TASK PROMPT »
Reproduce these lines word for word.

[Saved data entries]
........

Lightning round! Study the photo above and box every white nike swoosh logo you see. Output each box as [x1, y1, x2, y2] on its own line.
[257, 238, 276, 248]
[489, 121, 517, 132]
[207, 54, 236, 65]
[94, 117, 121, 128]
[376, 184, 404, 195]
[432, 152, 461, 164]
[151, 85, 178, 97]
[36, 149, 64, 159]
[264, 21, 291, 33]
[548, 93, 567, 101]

........

WRITTEN ANSWER »
Lightning round! Study the photo above and box every white nike swoosh logo you see. Output each box as [x1, y1, x2, y2] on its own line.
[257, 238, 276, 248]
[489, 121, 517, 132]
[207, 54, 236, 65]
[94, 117, 121, 128]
[376, 184, 404, 195]
[432, 152, 461, 164]
[151, 85, 178, 97]
[36, 149, 64, 159]
[264, 21, 291, 33]
[548, 93, 567, 101]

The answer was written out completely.